The data>
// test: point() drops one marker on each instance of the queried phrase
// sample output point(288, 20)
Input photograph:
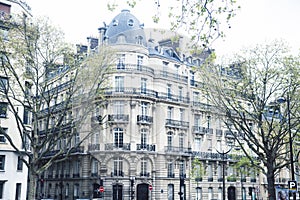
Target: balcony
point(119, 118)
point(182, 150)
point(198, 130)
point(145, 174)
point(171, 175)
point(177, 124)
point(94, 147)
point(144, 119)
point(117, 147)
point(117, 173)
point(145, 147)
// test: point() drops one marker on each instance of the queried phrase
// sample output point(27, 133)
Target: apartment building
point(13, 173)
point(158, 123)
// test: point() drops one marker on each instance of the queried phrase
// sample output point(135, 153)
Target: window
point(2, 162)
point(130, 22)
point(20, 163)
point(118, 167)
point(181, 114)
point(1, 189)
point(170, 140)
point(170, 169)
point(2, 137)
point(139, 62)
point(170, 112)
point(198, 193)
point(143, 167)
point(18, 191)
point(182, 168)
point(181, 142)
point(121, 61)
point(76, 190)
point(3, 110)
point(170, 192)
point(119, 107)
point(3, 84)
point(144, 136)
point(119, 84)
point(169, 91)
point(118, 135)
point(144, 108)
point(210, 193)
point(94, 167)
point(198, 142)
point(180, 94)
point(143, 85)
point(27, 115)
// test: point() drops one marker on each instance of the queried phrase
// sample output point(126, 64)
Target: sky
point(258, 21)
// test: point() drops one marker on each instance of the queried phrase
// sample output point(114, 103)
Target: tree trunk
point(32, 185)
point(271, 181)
...
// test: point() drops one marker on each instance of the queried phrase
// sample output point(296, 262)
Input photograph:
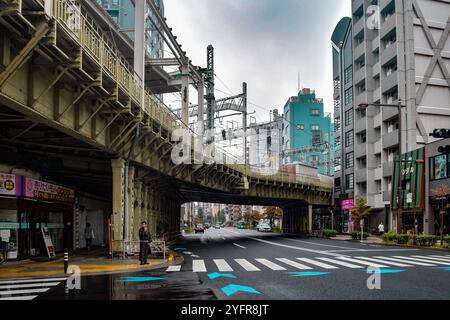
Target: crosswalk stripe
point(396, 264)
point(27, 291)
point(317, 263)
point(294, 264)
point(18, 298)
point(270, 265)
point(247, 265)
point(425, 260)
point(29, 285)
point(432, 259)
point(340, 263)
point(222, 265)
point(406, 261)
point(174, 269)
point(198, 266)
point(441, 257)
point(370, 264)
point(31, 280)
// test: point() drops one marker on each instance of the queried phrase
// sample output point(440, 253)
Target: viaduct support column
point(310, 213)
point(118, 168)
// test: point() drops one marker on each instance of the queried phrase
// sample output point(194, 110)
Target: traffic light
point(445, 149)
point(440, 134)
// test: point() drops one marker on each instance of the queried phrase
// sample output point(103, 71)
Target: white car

Objective>
Report every line of the records above that contains the word "output", copying each such line in full.

In response>
// sample output point(288, 20)
// sample output point(27, 133)
// sample output point(135, 153)
// sample output point(126, 64)
// sample output point(114, 103)
// sample output point(296, 262)
// sample output point(440, 253)
// sample output point(194, 110)
// sample output point(103, 71)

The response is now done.